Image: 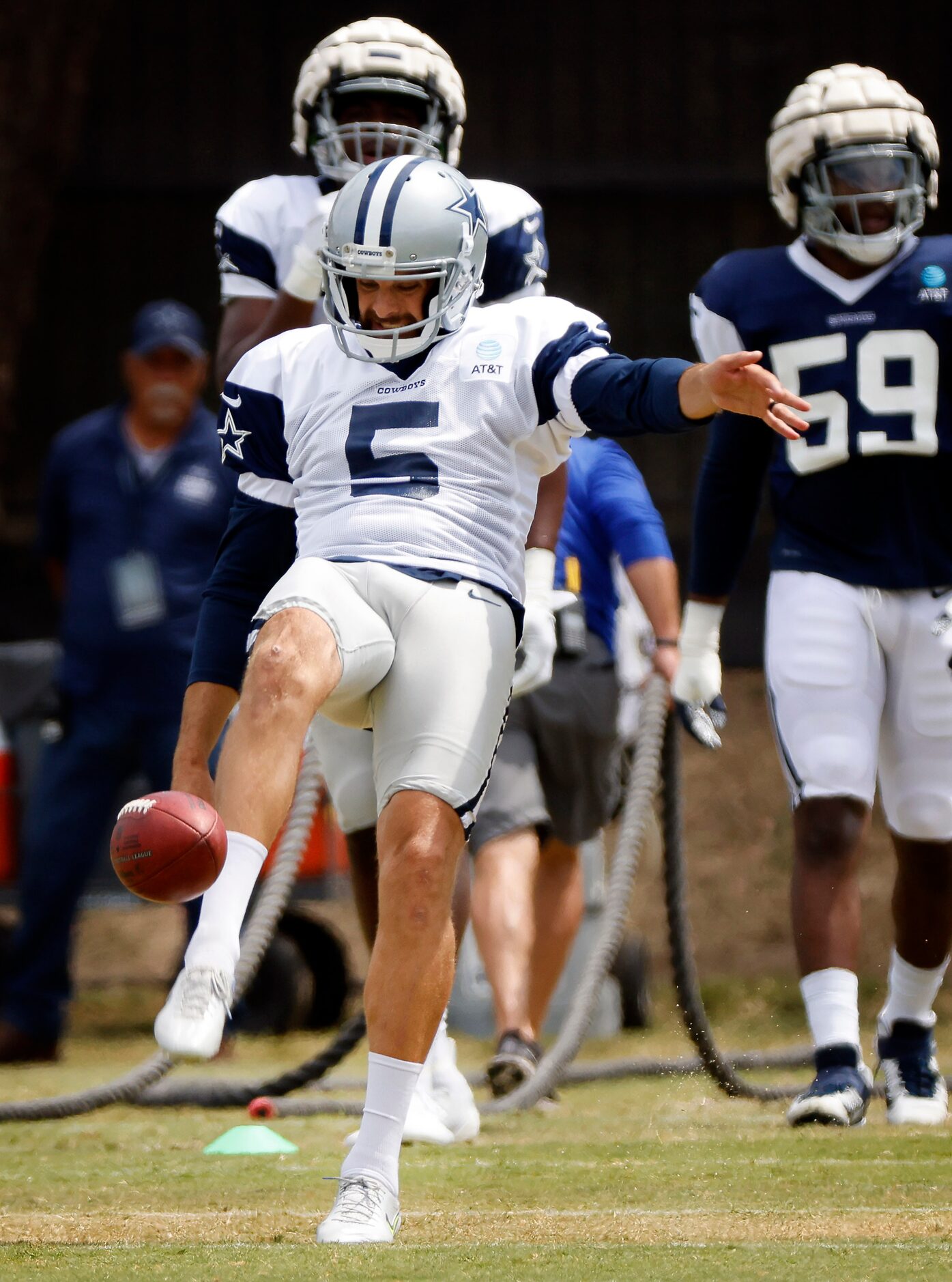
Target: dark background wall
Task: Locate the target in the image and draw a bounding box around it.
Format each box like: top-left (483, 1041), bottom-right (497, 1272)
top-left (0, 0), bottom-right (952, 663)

#### [The request]
Identify each line in the items above that contains the string "left", and copy those lines.

#### [Response]
Format each box like: top-left (483, 1041), bottom-right (497, 1272)
top-left (0, 0), bottom-right (952, 663)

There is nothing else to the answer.